[Coordinate labeling data]
:::::

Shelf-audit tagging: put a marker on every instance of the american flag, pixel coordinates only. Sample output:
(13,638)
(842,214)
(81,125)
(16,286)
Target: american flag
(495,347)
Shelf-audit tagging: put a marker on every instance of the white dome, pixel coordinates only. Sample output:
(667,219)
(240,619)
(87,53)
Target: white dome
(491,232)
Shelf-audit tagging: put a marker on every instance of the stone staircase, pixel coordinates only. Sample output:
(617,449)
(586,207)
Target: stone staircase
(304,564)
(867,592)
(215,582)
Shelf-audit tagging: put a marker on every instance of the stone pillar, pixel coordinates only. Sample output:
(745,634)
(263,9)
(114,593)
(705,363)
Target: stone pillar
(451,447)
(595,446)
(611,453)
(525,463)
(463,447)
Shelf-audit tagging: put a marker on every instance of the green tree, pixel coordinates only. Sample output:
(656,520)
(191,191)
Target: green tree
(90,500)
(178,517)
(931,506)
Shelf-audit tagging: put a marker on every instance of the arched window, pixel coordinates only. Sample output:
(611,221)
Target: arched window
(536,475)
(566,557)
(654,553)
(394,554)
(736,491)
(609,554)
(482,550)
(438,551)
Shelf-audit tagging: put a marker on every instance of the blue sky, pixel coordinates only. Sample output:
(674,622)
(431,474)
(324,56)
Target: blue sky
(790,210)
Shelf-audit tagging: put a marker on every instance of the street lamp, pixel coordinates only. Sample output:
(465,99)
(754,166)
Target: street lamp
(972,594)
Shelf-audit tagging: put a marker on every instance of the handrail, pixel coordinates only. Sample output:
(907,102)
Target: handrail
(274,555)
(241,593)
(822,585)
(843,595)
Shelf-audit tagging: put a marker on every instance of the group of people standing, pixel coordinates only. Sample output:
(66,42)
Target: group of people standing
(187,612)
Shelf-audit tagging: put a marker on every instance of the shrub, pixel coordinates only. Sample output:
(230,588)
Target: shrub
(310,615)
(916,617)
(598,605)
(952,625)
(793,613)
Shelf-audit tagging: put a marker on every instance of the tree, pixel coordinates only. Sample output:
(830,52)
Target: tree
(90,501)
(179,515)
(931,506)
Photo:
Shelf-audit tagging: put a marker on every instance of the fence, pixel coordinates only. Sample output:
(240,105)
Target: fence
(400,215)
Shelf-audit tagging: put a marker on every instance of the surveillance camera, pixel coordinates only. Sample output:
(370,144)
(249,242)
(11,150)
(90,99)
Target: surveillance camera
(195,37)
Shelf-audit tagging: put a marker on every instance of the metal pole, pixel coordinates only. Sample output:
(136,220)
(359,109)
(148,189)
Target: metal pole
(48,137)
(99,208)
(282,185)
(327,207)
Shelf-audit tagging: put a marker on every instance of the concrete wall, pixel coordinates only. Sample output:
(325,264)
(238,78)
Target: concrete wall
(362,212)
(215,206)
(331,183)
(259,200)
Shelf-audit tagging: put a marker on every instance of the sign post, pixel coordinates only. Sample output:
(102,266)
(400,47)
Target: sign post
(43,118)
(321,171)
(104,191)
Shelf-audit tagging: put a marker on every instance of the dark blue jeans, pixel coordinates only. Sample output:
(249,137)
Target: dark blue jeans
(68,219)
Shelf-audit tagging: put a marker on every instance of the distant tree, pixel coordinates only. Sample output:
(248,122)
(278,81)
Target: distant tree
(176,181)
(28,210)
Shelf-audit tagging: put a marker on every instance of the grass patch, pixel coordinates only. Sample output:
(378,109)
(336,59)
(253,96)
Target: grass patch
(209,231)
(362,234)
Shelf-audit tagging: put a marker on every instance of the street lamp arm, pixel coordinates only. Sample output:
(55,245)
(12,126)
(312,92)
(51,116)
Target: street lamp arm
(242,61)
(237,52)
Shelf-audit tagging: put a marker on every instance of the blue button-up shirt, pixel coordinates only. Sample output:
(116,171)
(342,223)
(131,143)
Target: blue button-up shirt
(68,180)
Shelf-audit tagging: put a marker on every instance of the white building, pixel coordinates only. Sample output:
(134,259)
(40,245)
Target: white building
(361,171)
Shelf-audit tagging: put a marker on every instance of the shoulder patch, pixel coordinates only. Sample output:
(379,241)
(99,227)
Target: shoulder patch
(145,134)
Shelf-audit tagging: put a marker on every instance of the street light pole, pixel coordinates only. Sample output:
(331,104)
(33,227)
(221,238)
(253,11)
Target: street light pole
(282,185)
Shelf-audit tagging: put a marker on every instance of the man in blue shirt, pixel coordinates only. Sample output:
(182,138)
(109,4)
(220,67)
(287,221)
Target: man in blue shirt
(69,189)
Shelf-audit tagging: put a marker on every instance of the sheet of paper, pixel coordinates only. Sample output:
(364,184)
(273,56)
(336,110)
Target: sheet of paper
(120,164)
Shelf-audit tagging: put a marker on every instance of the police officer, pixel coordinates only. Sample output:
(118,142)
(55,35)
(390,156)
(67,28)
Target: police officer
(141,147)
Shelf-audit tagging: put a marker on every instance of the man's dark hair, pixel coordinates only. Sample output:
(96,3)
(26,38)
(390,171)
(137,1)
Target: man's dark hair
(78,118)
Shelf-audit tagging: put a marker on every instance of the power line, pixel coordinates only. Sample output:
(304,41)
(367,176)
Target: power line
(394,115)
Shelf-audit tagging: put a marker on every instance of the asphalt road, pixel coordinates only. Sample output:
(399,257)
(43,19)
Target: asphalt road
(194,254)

:::::

§ WRITTEN PROBLEM
Write out all of the lines above, with every character kept the same.

§ THE RESPONSE
Shelf-audit tagging: put a marker on every instance of the american flag, pixel coordinates only. Sample output:
(13,638)
(842,214)
(81,125)
(16,286)
Target: american flag
(495,347)
Shelf-audit tagging: put a marker on every instance of the white dome, pixel coordinates only. Sample output:
(667,219)
(240,619)
(87,53)
Target: white dome
(491,232)
Shelf-audit tagging: put a marker on every instance of the stone staircase, pixel coordinates only. Sample output:
(617,449)
(586,207)
Target: stone staircase
(304,564)
(867,592)
(215,582)
Shelf-audit tagging: put a marker on every instance of the stone pillar, pixel coordinates only. Sample output:
(745,634)
(263,9)
(114,593)
(705,363)
Target: stone pillar
(451,447)
(595,446)
(611,453)
(525,463)
(463,447)
Shelf-audit tagging: put a marker on every instance of the green tree, pixel coordinates only. Sample output:
(656,520)
(191,191)
Target: green tree
(90,500)
(178,517)
(931,506)
Shelf-audit tagging: put a marker on every instance of the arched window, pixel coordinates only. Sample output:
(611,221)
Target: arched window
(536,475)
(566,557)
(654,553)
(394,554)
(736,491)
(609,554)
(482,550)
(438,551)
Shelf-audit tagging: put a marker on every instance of the blue sky, pixel coordinates only. Sample output:
(674,622)
(431,474)
(324,56)
Target: blue sky
(790,210)
Shelf-audit tagging: put a marker on every instance of the street lamp, pixel coordinates only. Sample output:
(465,99)
(754,166)
Target: street lamp
(972,594)
Shelf-audit tagging: put a marker on every instance of the handrail, pixel coordinates only. Sample output:
(907,102)
Target: handrail
(274,555)
(241,593)
(822,585)
(843,595)
Shelf-audit tagging: put a marker on every instance of the group of people standing, pixel coordinates only. Sample output:
(66,42)
Target: group of people standing
(187,612)
Shelf-audit tagging: put a marker on every instance of the shrub, pixel coordinates only. Sample output:
(230,588)
Target: shrub
(310,615)
(916,617)
(598,605)
(952,625)
(793,613)
Shelf-audit tagging: put a marker on every instance of the tree, pixel coordinates only. Sample output:
(830,52)
Target: tree
(90,501)
(179,515)
(931,506)
Photo:
Shelf-audit tagging: put a marker on every instance of the fence, pixel coordinates only. Sample output:
(240,105)
Target: fence
(400,215)
Shelf-audit tagging: put a marker on every instance of the surveillance camera, pixel coordinates only. Sample output:
(370,144)
(249,242)
(11,150)
(90,99)
Target: surveillance camera
(195,37)
Shelf-audit tagging: put a marker on every instance of the metal pole, pixel coordinates only. Sample output:
(136,220)
(359,109)
(148,189)
Target: metal pole
(48,137)
(99,208)
(282,185)
(327,207)
Shelf-audit tagging: put a marker on every instance of the concrete wall, pixel coordinates only. Sample output:
(325,264)
(238,78)
Target: concrete wall
(362,212)
(215,206)
(331,183)
(259,200)
Shelf-audit tagging: put a marker on every instance of the sign post, pixel coordinates only. Sample output:
(102,266)
(400,47)
Target: sign post
(43,118)
(321,171)
(104,191)
Shelf-audit tagging: put a marker on every instance of the dark blue jeans, pixel coordinates only. Sample output:
(249,137)
Target: dark blue jeans
(68,219)
Shelf-audit tagging: put a marker on every instance of the distant tree, pixel coordinates only. Sample output:
(248,122)
(278,81)
Target: distant tree
(176,181)
(28,210)
Shelf-audit tagging: put a marker on every instance of the grass patch, pixel coordinates only. Sample output:
(378,109)
(336,59)
(253,96)
Target: grass patch
(209,231)
(362,234)
Shelf-audit tagging: put a marker on every instance of the street lamp arm, pixel coordinates only. Sample output:
(55,245)
(12,126)
(312,92)
(51,116)
Target: street lamp arm
(242,61)
(237,52)
Shelf-audit tagging: put a marker on every instance of the blue button-up shirt, pixel coordinates only. Sample output:
(116,171)
(342,223)
(131,143)
Target: blue button-up shirt
(68,180)
Shelf-audit tagging: put a marker on every instance of the white building, pixel coordinates only. Sample output:
(134,259)
(40,245)
Target: white building
(361,171)
Shelf-audit tagging: put a marker on every instance of the shoulder patch, pixel coordinates only. Sample output:
(379,241)
(99,227)
Target: shoulder patch
(145,134)
Shelf-audit tagging: put a marker on every instance of the street light pole, pixel coordinates only. Sample output:
(331,104)
(33,227)
(221,238)
(253,11)
Target: street light pole
(282,185)
Shelf-audit tagging: put a marker on every instance of the man in blue shirt, pixel coordinates only. Sample output:
(182,138)
(109,4)
(220,67)
(287,221)
Target: man in blue shirt
(69,189)
Shelf-audit tagging: put a marker on every instance of the sheet of paper, pixel coordinates only. Sample output:
(364,184)
(273,56)
(336,110)
Target: sheet of paper
(120,164)
Shelf-audit tagging: put a marker on every instance of the police officer, pixel coordinates only. Sample output:
(118,142)
(55,35)
(390,156)
(67,28)
Target: police officer
(141,147)
Shelf-audit tagging: put a marker on every instance of the man's dark hair, pixel coordinates only. Sample output:
(96,3)
(26,38)
(390,171)
(137,1)
Target: man's dark hair
(78,118)
Shelf-audit tagging: put a marker on every instance of the power line, pixel coordinates only. Sample output:
(304,41)
(367,176)
Target: power line
(394,115)
Shelf-audit tagging: put a marker on every instance of the asphalt road, pixel coordinates only. Sample output:
(399,257)
(43,19)
Target: asphalt road
(194,254)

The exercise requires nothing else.